Can you quote the lines below exactly, starting at the line with "of the gnarled" and going through the last one?

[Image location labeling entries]
==*==
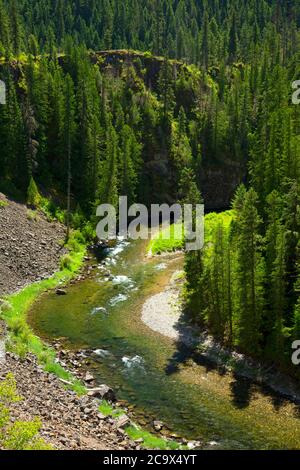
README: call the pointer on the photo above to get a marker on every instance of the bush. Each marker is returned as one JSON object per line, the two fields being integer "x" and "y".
{"x": 19, "y": 435}
{"x": 66, "y": 262}
{"x": 33, "y": 195}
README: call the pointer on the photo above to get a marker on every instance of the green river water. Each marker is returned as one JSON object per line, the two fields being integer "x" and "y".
{"x": 158, "y": 377}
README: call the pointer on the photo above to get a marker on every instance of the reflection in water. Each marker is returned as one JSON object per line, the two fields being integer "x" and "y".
{"x": 164, "y": 380}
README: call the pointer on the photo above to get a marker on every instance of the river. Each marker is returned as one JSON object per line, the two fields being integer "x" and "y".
{"x": 158, "y": 377}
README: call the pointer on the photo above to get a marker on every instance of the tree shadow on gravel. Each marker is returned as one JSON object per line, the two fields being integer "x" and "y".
{"x": 243, "y": 389}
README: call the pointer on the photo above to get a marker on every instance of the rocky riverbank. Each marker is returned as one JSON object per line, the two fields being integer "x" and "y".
{"x": 68, "y": 422}
{"x": 30, "y": 250}
{"x": 163, "y": 314}
{"x": 30, "y": 246}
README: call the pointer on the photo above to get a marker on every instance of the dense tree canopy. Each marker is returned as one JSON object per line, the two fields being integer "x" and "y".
{"x": 147, "y": 127}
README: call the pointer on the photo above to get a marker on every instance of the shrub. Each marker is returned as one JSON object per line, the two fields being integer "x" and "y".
{"x": 19, "y": 435}
{"x": 33, "y": 195}
{"x": 66, "y": 262}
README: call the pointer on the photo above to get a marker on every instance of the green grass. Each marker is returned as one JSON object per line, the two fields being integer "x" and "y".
{"x": 167, "y": 240}
{"x": 21, "y": 338}
{"x": 150, "y": 441}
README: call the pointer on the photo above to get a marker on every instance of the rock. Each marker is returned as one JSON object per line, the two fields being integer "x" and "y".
{"x": 213, "y": 443}
{"x": 5, "y": 306}
{"x": 139, "y": 441}
{"x": 122, "y": 422}
{"x": 61, "y": 292}
{"x": 89, "y": 377}
{"x": 158, "y": 425}
{"x": 104, "y": 392}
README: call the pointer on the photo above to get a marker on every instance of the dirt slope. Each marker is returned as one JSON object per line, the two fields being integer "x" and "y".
{"x": 30, "y": 247}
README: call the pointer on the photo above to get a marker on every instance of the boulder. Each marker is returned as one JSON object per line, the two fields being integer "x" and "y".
{"x": 61, "y": 292}
{"x": 122, "y": 422}
{"x": 104, "y": 392}
{"x": 158, "y": 425}
{"x": 89, "y": 377}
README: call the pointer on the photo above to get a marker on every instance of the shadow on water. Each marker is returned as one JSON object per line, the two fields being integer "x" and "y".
{"x": 243, "y": 389}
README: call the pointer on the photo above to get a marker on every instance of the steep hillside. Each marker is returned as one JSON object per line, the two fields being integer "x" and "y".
{"x": 30, "y": 246}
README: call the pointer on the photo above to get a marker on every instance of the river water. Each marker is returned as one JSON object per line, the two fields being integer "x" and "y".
{"x": 160, "y": 378}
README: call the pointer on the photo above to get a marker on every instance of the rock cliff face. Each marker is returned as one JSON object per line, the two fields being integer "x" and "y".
{"x": 218, "y": 182}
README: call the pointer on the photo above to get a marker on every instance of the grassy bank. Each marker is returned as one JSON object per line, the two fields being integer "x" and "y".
{"x": 172, "y": 239}
{"x": 21, "y": 339}
{"x": 148, "y": 440}
{"x": 167, "y": 240}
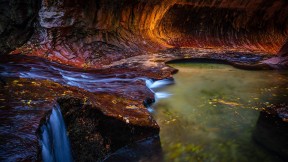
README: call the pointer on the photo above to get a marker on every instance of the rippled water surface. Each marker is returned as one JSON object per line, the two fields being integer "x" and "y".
{"x": 213, "y": 112}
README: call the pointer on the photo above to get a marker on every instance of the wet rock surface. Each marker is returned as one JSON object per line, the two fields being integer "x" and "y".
{"x": 94, "y": 135}
{"x": 121, "y": 43}
{"x": 96, "y": 34}
{"x": 24, "y": 102}
{"x": 271, "y": 132}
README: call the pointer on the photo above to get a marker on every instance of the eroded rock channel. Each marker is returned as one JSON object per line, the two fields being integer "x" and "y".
{"x": 94, "y": 58}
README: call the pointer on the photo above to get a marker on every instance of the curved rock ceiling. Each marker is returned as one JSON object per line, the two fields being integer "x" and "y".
{"x": 93, "y": 33}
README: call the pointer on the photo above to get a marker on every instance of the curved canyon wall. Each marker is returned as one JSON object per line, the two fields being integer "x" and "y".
{"x": 93, "y": 33}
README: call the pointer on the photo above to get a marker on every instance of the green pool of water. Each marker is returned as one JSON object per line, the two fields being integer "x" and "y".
{"x": 213, "y": 111}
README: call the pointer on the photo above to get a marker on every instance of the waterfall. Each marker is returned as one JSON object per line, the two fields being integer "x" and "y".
{"x": 54, "y": 140}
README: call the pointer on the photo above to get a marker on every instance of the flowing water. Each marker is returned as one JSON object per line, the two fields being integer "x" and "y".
{"x": 55, "y": 142}
{"x": 213, "y": 110}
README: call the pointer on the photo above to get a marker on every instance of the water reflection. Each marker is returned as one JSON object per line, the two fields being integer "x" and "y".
{"x": 213, "y": 112}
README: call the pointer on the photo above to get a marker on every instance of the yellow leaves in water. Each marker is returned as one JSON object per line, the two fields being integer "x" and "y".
{"x": 184, "y": 152}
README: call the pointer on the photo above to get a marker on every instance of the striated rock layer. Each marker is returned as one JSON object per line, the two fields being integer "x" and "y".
{"x": 95, "y": 33}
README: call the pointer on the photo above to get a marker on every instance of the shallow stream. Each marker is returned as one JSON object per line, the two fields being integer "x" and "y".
{"x": 213, "y": 110}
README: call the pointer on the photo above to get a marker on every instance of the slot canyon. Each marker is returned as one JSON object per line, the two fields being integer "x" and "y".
{"x": 143, "y": 80}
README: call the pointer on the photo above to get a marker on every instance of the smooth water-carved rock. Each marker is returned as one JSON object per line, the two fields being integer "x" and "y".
{"x": 96, "y": 34}
{"x": 94, "y": 135}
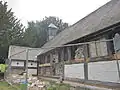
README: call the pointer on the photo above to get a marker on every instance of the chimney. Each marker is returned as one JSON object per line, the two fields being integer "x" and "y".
{"x": 52, "y": 30}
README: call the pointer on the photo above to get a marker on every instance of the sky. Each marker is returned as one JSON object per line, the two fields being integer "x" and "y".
{"x": 69, "y": 11}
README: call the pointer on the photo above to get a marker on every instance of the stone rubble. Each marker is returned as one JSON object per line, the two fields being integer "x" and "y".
{"x": 34, "y": 83}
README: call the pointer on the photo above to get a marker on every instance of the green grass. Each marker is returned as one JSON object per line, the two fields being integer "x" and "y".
{"x": 5, "y": 86}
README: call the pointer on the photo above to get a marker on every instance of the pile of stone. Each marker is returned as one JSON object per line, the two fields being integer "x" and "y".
{"x": 33, "y": 82}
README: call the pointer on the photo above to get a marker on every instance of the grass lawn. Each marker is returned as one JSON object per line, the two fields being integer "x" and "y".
{"x": 5, "y": 86}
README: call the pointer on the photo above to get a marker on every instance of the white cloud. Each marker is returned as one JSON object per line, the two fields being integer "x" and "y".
{"x": 69, "y": 10}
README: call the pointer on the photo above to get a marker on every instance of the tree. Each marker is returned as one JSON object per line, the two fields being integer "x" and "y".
{"x": 36, "y": 34}
{"x": 11, "y": 30}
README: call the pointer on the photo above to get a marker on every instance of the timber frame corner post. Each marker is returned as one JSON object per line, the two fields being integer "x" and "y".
{"x": 85, "y": 61}
{"x": 116, "y": 41}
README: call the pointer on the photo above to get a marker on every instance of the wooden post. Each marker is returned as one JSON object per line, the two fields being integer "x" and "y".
{"x": 69, "y": 53}
{"x": 85, "y": 62}
{"x": 62, "y": 65}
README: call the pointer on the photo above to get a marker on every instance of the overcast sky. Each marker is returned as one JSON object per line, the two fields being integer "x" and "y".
{"x": 69, "y": 10}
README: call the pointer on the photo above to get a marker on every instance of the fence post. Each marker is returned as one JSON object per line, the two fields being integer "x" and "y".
{"x": 85, "y": 62}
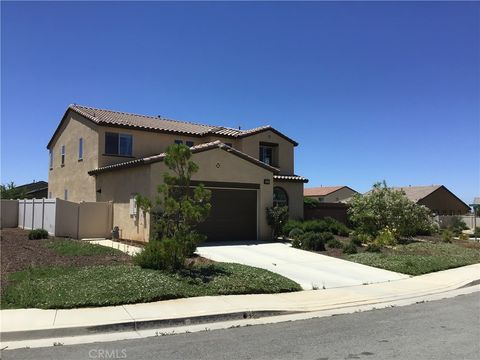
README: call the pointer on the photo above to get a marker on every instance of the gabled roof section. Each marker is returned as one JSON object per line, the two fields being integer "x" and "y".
{"x": 417, "y": 193}
{"x": 323, "y": 190}
{"x": 160, "y": 124}
{"x": 294, "y": 178}
{"x": 195, "y": 149}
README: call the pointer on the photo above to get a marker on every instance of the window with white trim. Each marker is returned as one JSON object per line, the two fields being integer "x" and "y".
{"x": 80, "y": 149}
{"x": 118, "y": 144}
{"x": 62, "y": 154}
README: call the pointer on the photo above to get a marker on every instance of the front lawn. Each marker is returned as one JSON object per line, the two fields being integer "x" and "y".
{"x": 420, "y": 257}
{"x": 71, "y": 287}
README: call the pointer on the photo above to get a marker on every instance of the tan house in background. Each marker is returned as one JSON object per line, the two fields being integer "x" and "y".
{"x": 104, "y": 155}
{"x": 329, "y": 194}
{"x": 437, "y": 198}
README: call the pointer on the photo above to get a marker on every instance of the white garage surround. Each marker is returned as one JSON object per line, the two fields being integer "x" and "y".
{"x": 310, "y": 270}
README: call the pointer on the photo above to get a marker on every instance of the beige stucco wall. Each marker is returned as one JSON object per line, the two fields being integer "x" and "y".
{"x": 73, "y": 175}
{"x": 95, "y": 219}
{"x": 145, "y": 143}
{"x": 251, "y": 145}
{"x": 295, "y": 197}
{"x": 8, "y": 213}
{"x": 231, "y": 169}
{"x": 66, "y": 219}
{"x": 132, "y": 227}
{"x": 118, "y": 186}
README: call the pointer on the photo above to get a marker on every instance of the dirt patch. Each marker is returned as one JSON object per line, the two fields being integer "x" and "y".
{"x": 18, "y": 253}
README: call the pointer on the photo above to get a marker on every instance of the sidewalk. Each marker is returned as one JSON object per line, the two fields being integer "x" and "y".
{"x": 23, "y": 324}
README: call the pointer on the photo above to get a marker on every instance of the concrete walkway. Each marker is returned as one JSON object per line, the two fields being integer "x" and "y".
{"x": 310, "y": 270}
{"x": 30, "y": 327}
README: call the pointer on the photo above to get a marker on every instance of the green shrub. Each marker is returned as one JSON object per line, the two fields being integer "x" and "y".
{"x": 295, "y": 233}
{"x": 386, "y": 237}
{"x": 297, "y": 243}
{"x": 327, "y": 224}
{"x": 277, "y": 218}
{"x": 358, "y": 238}
{"x": 336, "y": 227}
{"x": 165, "y": 254}
{"x": 313, "y": 241}
{"x": 314, "y": 226}
{"x": 37, "y": 234}
{"x": 310, "y": 203}
{"x": 447, "y": 235}
{"x": 350, "y": 248}
{"x": 457, "y": 225}
{"x": 310, "y": 241}
{"x": 292, "y": 224}
{"x": 372, "y": 247}
{"x": 334, "y": 244}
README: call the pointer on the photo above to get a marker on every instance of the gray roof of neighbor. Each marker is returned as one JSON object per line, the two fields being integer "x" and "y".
{"x": 416, "y": 193}
{"x": 160, "y": 124}
{"x": 194, "y": 149}
{"x": 290, "y": 178}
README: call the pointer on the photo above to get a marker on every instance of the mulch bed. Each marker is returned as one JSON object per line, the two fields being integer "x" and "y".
{"x": 19, "y": 253}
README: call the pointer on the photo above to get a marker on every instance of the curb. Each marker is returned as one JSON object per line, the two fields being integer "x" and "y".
{"x": 135, "y": 325}
{"x": 139, "y": 325}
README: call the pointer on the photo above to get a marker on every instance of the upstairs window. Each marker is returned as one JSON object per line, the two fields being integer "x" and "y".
{"x": 80, "y": 149}
{"x": 280, "y": 197}
{"x": 118, "y": 144}
{"x": 62, "y": 155}
{"x": 268, "y": 154}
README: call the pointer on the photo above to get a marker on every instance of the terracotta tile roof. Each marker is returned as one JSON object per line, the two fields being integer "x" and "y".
{"x": 195, "y": 149}
{"x": 321, "y": 191}
{"x": 290, "y": 178}
{"x": 152, "y": 123}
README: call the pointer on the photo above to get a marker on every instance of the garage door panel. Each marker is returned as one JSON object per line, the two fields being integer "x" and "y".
{"x": 233, "y": 215}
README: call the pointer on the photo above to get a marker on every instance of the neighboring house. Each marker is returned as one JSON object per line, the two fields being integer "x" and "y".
{"x": 437, "y": 198}
{"x": 34, "y": 190}
{"x": 103, "y": 155}
{"x": 330, "y": 194}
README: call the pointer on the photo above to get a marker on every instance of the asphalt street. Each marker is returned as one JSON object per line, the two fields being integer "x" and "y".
{"x": 444, "y": 329}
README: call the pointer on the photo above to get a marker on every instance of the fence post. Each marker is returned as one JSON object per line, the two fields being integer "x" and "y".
{"x": 24, "y": 210}
{"x": 33, "y": 213}
{"x": 78, "y": 221}
{"x": 43, "y": 213}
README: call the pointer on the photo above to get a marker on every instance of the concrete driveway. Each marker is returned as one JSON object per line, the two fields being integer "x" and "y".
{"x": 309, "y": 269}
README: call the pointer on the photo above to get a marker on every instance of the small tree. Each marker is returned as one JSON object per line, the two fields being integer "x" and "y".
{"x": 277, "y": 217}
{"x": 179, "y": 209}
{"x": 386, "y": 208}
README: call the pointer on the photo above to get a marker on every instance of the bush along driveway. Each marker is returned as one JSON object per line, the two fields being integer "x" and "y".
{"x": 71, "y": 274}
{"x": 419, "y": 258}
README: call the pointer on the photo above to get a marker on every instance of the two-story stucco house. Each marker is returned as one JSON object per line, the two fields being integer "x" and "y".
{"x": 104, "y": 155}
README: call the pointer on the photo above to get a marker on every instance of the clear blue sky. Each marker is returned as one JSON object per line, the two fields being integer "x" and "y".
{"x": 370, "y": 90}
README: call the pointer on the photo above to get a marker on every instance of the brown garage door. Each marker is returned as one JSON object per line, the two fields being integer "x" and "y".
{"x": 233, "y": 215}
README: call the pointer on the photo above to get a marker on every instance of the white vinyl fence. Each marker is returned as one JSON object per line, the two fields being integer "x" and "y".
{"x": 66, "y": 218}
{"x": 446, "y": 220}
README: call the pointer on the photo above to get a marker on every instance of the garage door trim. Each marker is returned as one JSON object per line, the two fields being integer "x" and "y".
{"x": 235, "y": 186}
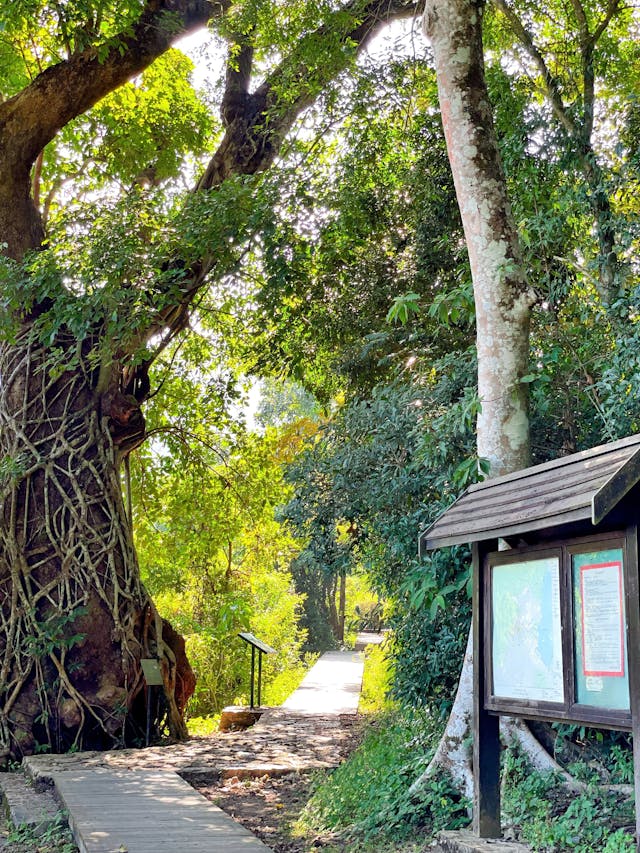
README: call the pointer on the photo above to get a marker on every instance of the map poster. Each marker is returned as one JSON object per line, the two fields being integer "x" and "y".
{"x": 527, "y": 658}
{"x": 602, "y": 619}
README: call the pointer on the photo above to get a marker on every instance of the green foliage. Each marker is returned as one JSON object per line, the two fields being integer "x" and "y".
{"x": 57, "y": 838}
{"x": 376, "y": 681}
{"x": 550, "y": 818}
{"x": 368, "y": 797}
{"x": 143, "y": 133}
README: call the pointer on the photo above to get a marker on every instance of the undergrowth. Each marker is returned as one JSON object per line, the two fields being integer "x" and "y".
{"x": 367, "y": 798}
{"x": 366, "y": 801}
{"x": 539, "y": 810}
{"x": 57, "y": 838}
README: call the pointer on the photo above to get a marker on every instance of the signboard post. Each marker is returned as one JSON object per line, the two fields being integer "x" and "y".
{"x": 556, "y": 613}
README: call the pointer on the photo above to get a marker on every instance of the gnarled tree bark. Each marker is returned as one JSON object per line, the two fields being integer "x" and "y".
{"x": 74, "y": 618}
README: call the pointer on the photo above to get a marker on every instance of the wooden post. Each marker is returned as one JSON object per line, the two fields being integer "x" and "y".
{"x": 486, "y": 727}
{"x": 632, "y": 587}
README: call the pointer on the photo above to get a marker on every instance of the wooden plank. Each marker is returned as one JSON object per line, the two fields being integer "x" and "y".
{"x": 579, "y": 483}
{"x": 146, "y": 811}
{"x": 464, "y": 534}
{"x": 616, "y": 487}
{"x": 542, "y": 491}
{"x": 574, "y": 458}
{"x": 486, "y": 727}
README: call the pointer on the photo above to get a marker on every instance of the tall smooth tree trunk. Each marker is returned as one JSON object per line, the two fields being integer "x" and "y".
{"x": 502, "y": 295}
{"x": 503, "y": 298}
{"x": 74, "y": 617}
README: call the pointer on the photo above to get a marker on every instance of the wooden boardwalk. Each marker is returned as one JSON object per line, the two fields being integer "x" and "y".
{"x": 134, "y": 801}
{"x": 146, "y": 811}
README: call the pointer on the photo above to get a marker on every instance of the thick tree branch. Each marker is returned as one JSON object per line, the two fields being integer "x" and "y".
{"x": 31, "y": 119}
{"x": 259, "y": 121}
==*==
Worked answer
README: call the pointer on the photo above to get a marker on every instance of the gnarled tree bark. Each marker is returned as one JSON object per line, the two fields being integer "x" and "y".
{"x": 74, "y": 618}
README: call the pointer on the photo above to get a marker on every instance of the wooden post. Each marker is returned as one JSON object per line, the two fields being integer "x" and "y".
{"x": 486, "y": 727}
{"x": 632, "y": 587}
README: call the pointer on the photo above to get a marker on every instance of the wooden plank. Each marker is returned as one JSON object per line, the two fields being integer "x" and "y".
{"x": 579, "y": 483}
{"x": 146, "y": 811}
{"x": 464, "y": 534}
{"x": 616, "y": 487}
{"x": 542, "y": 491}
{"x": 574, "y": 458}
{"x": 486, "y": 727}
README: call the pointer on the photo above to get a marker on every instance of the tall smooth tree trunk. Each marker is returned as one JSON object per line, the two fields being integer "x" and "y".
{"x": 502, "y": 295}
{"x": 503, "y": 298}
{"x": 74, "y": 617}
README: call the pointer on the photo above to get a marker on every instance of the wooden boardwalk. Each marker is returned as one JSON object per line, the two fields being integer "x" and "y".
{"x": 134, "y": 801}
{"x": 146, "y": 811}
README: call the pointer on the photo above to get a marker on every instance of the thick tree branch. Each marker is returned as one JSON object per line, the two fields being integer "x" and "y".
{"x": 31, "y": 119}
{"x": 259, "y": 121}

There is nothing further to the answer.